Fragmento extraído:
⟨

Definitivamente yo desterraría la idea de usar un auto-radio, ya que consumen energía a lo bestia, definitivamente deberías buscar la forma de hacerte de una radio portátil que tenga las entradas para memorias usb, line-in etc; te vendrán incluidos los parlantes y te quitas de problemas, se que un auto-radio y sus potencias son muy envidiables, pero créeme gastan energía sin consentimiento.

Si optas por la radio portátil, solo te restaría acudir con algún técnico y que te prepare el cable para los 12 volts, ya que generalmente no lo tienen contemplado de fabrica, ademas piensa que si estas aislado del mundo no requieres de mas de 5 o 10 watts de potencia para apreciar bien tu música, ya no necesitas esos 50 watts (2 x 25) para esconder el ruido de la ciudad, motor y no se cuantas cosas mas.

Saludos


----------



## locodelafonola (Dic 13, 2012)

⟩

Requisitos del ejercicio:
**a)** Según el fragmento sobre radios, ¿cuánta potencia basta para apreciar bien la música si uno está aislado del mundo?
**b)** Prosigue el fragmento sobre el auto-radio y la radio portátil a partir de su última línea.

Extracto de datos:
⟨

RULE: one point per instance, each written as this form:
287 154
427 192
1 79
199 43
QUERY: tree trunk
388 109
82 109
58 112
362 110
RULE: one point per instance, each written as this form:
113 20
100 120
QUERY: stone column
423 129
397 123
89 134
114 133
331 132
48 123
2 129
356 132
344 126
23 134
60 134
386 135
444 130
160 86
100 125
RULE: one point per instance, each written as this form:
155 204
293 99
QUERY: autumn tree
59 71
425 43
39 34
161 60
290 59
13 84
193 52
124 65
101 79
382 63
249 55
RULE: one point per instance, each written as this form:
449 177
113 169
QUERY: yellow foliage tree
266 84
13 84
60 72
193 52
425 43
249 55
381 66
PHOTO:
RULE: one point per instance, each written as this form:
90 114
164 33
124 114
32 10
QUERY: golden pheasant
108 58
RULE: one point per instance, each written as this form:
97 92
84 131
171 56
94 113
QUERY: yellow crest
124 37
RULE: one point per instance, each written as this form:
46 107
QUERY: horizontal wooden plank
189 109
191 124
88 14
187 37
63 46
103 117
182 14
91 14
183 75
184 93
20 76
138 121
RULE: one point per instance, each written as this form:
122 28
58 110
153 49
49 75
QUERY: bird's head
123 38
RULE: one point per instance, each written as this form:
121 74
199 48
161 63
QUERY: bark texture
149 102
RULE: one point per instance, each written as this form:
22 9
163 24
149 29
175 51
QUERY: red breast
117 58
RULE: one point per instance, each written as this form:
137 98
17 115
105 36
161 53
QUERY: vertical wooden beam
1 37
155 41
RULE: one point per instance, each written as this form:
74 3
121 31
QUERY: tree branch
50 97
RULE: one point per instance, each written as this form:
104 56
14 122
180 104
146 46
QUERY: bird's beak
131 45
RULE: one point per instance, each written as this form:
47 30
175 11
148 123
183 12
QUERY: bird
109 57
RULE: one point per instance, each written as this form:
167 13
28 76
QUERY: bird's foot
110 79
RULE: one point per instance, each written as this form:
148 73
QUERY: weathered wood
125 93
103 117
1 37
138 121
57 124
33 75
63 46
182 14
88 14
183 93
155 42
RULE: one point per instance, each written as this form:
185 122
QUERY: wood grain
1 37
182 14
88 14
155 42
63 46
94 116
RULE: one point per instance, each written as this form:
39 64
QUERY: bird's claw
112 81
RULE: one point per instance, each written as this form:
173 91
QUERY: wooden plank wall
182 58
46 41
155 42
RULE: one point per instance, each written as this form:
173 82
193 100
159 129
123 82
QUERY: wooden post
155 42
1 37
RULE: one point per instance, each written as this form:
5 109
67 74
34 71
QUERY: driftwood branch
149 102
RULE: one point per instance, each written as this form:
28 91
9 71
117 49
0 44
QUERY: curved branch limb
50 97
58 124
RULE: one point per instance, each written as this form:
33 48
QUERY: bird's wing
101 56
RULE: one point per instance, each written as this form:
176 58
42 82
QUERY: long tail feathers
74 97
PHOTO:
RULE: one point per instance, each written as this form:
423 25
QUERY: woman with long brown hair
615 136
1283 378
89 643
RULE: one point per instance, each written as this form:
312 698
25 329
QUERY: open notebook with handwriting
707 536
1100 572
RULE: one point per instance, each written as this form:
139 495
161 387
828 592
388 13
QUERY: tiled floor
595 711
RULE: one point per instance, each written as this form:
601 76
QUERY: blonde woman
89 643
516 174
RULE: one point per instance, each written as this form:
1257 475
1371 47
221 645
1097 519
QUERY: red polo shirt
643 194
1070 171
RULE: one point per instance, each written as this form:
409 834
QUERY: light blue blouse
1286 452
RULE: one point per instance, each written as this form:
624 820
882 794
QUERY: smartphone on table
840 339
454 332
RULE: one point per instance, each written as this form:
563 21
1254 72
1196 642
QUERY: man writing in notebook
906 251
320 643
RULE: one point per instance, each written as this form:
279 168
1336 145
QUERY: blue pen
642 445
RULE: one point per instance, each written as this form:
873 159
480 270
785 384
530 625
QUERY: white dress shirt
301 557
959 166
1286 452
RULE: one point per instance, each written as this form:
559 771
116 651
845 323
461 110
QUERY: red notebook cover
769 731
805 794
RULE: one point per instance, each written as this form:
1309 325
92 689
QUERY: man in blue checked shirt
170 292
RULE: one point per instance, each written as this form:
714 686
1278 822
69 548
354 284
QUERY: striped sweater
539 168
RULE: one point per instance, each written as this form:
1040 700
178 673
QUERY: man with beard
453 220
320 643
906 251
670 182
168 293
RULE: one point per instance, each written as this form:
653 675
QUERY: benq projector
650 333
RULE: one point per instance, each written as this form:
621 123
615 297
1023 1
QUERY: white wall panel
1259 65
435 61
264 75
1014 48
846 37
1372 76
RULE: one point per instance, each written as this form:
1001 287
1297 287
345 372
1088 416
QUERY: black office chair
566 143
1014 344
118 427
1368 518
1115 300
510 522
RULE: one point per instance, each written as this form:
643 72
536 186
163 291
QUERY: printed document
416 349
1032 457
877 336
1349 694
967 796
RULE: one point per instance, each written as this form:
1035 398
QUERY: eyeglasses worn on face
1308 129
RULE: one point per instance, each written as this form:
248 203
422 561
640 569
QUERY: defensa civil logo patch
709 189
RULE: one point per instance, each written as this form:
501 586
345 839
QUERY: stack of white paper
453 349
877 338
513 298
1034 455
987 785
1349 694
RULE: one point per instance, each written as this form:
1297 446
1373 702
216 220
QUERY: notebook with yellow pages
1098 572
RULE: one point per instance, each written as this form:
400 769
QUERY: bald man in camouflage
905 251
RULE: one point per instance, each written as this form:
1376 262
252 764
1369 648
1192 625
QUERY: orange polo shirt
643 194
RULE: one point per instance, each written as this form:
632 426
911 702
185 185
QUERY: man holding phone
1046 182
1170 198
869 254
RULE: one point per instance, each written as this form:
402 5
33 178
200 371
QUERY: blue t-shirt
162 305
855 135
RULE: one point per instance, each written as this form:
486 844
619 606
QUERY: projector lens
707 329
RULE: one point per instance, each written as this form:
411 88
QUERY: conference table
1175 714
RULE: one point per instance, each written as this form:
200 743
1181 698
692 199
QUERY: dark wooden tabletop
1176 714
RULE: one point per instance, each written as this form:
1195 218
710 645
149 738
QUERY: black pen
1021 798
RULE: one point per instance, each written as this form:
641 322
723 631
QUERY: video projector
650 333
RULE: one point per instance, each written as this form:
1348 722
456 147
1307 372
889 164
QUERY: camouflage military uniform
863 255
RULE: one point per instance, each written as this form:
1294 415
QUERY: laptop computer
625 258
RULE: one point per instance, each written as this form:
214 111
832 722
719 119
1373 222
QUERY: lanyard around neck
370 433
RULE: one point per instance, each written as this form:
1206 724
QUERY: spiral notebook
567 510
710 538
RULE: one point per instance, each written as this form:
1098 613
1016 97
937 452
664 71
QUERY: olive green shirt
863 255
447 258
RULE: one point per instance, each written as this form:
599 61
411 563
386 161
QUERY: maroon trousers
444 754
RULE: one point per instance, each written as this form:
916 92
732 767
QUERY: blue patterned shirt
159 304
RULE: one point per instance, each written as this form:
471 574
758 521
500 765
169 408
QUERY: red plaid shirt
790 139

⟩

Las respuestas:
**a)** No más de 5 o 10 watts.

**b)**
pedriza . te doy una idea por lo que cuentas porque en realidad no dices cuantos paneles tienes .,ni cuantas baterias hay instaladas ..........pero te doy esta idea que es viable y sobre todo consume muy poco pero tiene todo hasta control remoto... jejejejeje y es ideal para estos casos ..  no se en que lugar de españa lo puedas conseguir pero date una vuelta por lugares que vendan electrodomesticos chinos o importados asiaticos  seguro los vas a encontrar ....juan


----------



## pedriza (Dic 14, 2012)

Hola.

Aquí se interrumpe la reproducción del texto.